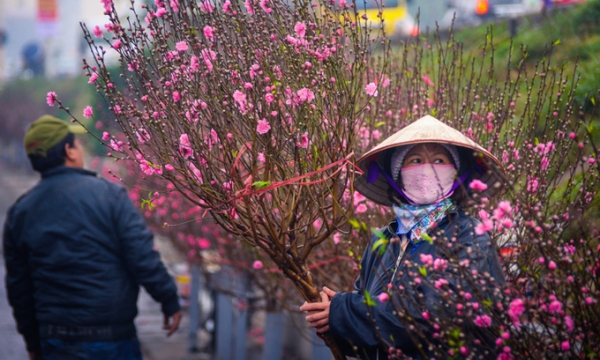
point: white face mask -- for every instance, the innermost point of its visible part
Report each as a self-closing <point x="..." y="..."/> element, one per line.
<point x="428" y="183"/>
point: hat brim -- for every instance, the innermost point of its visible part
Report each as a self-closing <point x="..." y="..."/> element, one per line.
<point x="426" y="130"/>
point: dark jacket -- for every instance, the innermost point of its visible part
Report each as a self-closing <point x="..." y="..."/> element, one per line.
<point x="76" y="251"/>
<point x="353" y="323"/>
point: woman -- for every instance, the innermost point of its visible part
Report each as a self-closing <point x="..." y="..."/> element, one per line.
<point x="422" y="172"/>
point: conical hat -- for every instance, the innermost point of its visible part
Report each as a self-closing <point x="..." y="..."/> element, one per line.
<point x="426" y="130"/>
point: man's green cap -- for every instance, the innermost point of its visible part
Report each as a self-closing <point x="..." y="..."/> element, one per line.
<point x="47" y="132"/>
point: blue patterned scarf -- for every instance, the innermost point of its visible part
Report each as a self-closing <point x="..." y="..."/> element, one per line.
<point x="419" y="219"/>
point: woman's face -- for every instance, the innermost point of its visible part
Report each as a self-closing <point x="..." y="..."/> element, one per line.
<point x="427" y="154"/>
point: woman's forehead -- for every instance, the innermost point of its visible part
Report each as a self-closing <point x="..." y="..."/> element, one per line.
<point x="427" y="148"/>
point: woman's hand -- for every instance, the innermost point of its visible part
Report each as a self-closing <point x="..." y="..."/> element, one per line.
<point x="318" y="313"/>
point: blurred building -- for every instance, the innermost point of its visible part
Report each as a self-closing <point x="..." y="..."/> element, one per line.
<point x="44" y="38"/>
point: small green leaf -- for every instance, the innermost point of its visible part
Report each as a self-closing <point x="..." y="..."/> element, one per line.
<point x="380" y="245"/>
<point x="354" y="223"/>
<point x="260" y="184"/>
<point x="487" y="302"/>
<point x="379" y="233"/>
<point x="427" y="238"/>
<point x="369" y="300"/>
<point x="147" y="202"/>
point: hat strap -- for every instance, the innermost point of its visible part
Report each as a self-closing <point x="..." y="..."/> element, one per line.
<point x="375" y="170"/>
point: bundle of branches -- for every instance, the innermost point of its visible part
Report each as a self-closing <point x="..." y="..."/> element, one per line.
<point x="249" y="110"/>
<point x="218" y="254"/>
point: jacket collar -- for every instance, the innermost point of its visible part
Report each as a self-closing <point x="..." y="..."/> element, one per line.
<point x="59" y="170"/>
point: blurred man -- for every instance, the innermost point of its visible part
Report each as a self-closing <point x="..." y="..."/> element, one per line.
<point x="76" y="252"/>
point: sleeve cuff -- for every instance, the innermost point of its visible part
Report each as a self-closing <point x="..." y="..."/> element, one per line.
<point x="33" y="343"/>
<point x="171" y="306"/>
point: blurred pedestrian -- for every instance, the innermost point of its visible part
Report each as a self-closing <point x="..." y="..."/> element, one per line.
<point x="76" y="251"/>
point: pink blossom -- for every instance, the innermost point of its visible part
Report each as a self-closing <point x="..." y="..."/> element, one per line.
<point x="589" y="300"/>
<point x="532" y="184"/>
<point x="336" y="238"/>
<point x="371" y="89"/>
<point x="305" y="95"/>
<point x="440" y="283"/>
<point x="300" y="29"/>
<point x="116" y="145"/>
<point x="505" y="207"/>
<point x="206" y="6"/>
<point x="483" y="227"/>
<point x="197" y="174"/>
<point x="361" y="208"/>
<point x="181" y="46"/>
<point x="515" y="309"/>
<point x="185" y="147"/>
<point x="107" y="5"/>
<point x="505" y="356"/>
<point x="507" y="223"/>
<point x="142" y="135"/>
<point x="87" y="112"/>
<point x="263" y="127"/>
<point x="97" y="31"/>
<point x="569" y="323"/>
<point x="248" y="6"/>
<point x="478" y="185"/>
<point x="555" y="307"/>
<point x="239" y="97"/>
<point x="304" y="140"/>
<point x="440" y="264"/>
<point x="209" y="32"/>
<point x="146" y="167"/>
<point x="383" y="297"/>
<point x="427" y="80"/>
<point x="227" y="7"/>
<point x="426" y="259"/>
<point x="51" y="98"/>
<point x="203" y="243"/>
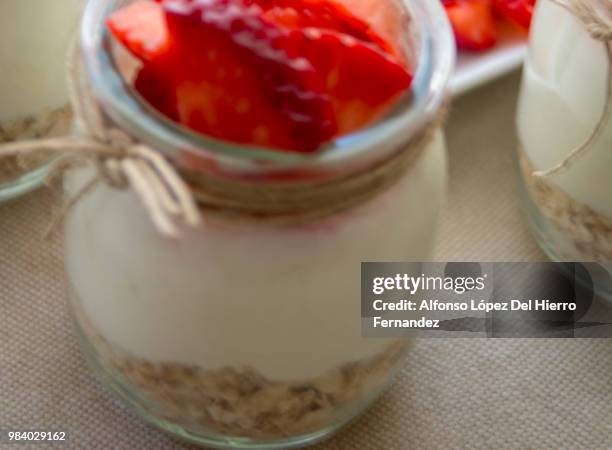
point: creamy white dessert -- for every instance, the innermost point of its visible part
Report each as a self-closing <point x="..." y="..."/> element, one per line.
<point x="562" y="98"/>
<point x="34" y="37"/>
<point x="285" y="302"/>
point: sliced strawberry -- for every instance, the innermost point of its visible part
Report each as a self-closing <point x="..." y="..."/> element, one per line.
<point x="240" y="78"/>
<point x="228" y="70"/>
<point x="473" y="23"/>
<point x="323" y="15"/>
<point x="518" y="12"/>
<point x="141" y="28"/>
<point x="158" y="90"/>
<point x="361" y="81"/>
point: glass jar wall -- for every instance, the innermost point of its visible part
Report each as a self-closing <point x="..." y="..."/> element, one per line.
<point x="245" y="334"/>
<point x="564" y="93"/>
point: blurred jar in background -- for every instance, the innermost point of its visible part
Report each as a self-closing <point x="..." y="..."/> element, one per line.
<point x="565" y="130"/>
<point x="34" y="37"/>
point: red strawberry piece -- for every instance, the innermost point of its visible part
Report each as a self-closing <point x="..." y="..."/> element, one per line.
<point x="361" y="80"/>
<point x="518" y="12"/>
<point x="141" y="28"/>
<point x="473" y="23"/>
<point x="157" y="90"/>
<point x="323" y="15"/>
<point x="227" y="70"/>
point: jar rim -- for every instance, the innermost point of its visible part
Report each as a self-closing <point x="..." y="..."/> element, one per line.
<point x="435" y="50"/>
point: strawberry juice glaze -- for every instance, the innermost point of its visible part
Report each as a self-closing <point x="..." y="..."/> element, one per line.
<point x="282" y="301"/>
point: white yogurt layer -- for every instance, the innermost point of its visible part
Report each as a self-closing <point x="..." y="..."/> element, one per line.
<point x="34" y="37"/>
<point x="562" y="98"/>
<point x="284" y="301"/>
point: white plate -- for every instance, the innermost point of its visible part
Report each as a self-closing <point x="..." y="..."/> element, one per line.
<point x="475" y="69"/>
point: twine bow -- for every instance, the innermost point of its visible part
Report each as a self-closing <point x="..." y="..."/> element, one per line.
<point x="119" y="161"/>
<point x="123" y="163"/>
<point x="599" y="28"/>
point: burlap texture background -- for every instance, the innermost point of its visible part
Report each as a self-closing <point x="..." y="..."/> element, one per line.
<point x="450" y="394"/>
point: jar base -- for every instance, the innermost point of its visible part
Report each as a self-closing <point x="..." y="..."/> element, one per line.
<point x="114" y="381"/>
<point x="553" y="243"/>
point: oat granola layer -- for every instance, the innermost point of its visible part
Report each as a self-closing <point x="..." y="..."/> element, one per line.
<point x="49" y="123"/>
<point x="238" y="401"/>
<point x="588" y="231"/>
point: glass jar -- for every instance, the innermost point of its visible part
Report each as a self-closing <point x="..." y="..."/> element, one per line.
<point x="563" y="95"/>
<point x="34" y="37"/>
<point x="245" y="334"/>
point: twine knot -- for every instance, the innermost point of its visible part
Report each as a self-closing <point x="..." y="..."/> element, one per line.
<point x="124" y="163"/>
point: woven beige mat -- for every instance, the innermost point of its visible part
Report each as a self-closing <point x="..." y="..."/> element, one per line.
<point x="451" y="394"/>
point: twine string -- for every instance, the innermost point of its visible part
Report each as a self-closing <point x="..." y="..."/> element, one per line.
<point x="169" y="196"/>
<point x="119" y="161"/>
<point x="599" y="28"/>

▬▬▬▬▬▬▬▬▬▬

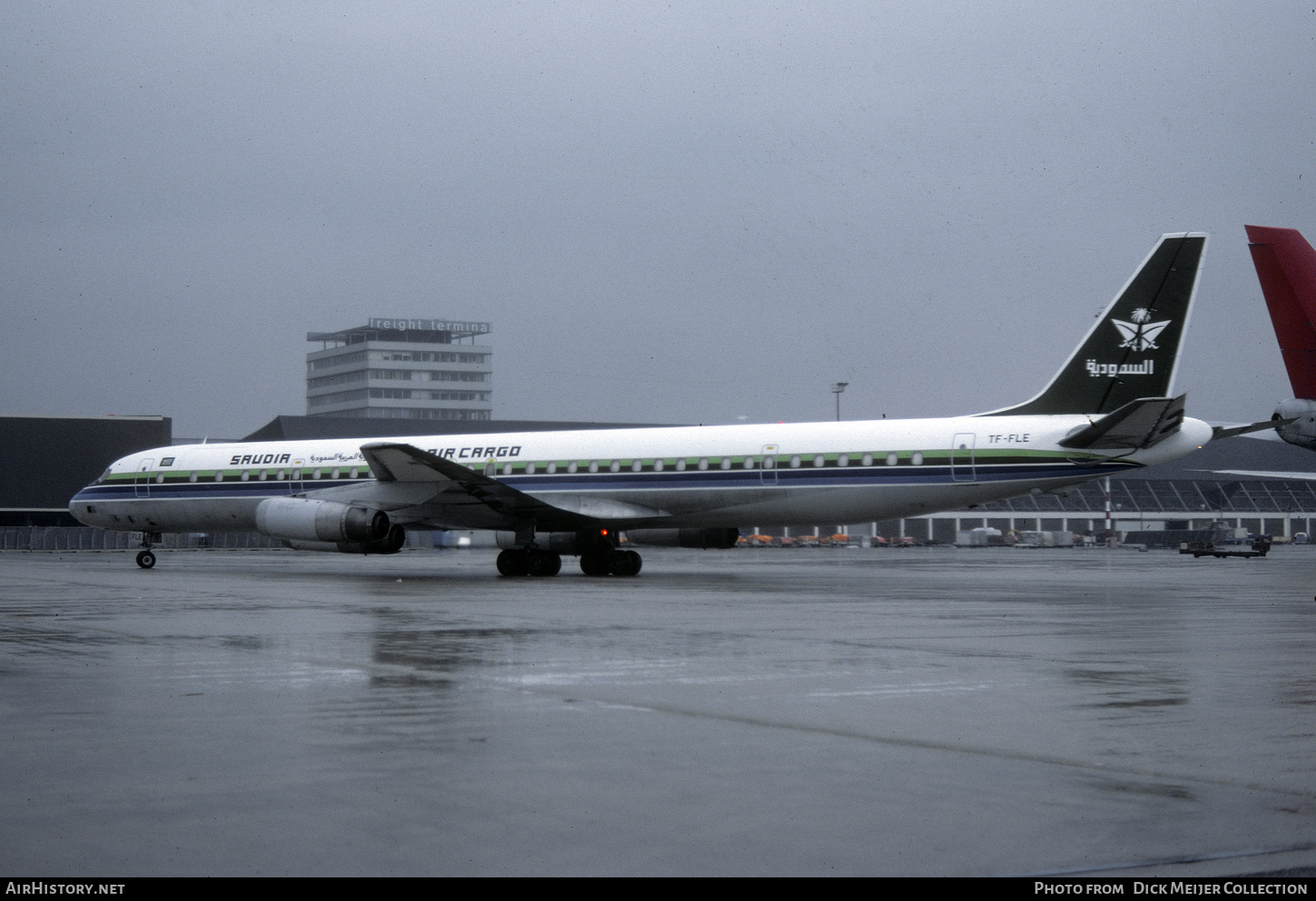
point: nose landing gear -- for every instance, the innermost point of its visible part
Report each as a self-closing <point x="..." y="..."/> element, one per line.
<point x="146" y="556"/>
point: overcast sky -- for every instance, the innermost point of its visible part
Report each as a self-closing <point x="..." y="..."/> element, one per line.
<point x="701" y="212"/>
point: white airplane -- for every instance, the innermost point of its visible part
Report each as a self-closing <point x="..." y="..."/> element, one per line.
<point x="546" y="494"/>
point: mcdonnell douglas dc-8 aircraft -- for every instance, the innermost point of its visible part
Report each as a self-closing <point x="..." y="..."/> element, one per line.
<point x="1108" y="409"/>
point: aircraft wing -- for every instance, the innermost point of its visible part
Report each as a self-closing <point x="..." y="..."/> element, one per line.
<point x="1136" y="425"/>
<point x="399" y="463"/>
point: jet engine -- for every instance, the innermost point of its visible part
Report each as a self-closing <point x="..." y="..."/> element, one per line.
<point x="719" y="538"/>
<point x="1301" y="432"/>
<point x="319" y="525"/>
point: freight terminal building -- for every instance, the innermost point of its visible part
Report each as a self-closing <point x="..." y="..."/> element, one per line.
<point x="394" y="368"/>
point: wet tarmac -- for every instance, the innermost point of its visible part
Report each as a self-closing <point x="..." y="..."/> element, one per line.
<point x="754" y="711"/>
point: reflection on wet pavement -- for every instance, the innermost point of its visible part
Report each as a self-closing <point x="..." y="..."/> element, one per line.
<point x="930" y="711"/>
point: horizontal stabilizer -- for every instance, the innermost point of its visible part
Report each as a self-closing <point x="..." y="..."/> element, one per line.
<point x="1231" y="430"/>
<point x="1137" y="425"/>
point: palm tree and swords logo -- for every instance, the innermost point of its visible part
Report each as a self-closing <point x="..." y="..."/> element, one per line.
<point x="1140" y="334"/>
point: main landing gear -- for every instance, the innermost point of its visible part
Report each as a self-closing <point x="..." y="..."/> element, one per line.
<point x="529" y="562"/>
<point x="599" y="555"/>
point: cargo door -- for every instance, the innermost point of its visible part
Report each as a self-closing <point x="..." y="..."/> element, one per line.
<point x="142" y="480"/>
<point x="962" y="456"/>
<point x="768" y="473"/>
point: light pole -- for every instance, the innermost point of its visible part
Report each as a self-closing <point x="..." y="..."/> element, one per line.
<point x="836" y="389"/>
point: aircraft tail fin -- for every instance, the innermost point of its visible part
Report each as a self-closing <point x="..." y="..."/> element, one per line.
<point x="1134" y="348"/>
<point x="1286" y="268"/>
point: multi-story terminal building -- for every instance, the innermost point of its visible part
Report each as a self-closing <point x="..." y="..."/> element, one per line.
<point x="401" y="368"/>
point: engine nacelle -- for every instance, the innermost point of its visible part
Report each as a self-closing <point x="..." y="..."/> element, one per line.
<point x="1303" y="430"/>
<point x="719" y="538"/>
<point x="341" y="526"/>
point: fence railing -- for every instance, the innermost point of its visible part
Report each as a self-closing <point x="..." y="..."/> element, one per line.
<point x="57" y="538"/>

▬▬▬▬▬▬▬▬▬▬

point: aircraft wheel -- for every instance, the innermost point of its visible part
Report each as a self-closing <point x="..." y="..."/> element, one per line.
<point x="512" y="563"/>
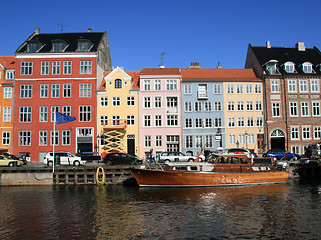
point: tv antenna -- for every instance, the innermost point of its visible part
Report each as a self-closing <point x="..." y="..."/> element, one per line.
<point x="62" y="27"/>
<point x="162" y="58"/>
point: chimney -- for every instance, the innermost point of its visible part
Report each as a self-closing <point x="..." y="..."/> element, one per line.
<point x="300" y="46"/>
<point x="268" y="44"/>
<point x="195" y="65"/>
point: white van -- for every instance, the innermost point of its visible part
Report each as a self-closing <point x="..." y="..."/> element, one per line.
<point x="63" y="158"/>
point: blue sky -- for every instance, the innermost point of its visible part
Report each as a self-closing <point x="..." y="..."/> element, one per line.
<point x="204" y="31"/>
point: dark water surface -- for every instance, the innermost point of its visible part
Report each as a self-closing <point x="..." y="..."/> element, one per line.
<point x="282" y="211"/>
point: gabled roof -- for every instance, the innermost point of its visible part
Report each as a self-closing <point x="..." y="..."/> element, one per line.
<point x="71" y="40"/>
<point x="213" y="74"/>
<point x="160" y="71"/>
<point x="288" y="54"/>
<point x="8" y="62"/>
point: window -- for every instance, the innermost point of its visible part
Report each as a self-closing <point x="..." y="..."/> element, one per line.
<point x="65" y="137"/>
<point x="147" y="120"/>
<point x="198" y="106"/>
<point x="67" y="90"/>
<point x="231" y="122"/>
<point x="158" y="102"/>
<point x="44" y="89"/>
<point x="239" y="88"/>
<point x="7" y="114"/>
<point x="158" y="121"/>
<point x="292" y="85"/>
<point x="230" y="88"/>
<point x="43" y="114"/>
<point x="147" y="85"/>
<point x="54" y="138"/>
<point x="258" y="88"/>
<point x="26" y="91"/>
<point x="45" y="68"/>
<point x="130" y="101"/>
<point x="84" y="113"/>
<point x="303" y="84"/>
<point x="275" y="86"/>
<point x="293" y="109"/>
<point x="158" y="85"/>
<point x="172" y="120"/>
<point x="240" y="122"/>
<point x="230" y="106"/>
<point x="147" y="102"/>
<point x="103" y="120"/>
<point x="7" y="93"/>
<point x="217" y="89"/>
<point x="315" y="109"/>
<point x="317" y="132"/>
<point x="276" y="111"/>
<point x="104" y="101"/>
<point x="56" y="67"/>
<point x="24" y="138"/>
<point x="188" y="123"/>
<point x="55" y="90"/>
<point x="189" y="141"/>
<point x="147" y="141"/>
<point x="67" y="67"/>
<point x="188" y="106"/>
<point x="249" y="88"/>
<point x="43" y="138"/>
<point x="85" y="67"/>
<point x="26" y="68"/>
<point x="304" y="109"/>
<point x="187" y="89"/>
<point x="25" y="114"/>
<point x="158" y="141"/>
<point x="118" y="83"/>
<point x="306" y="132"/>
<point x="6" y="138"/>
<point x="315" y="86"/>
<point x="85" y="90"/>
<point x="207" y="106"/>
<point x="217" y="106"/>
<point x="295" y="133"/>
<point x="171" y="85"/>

▬▬▬▬▬▬▬▬▬▬

Stated goal: Pull out every line in the records above that contains the string "engine", treating uppercase and lowercase as different.

Task result:
point: jet engine -- for every instance, the innermost point of its visible part
point: engine nacelle -- for every instance, the innermost point of its visible part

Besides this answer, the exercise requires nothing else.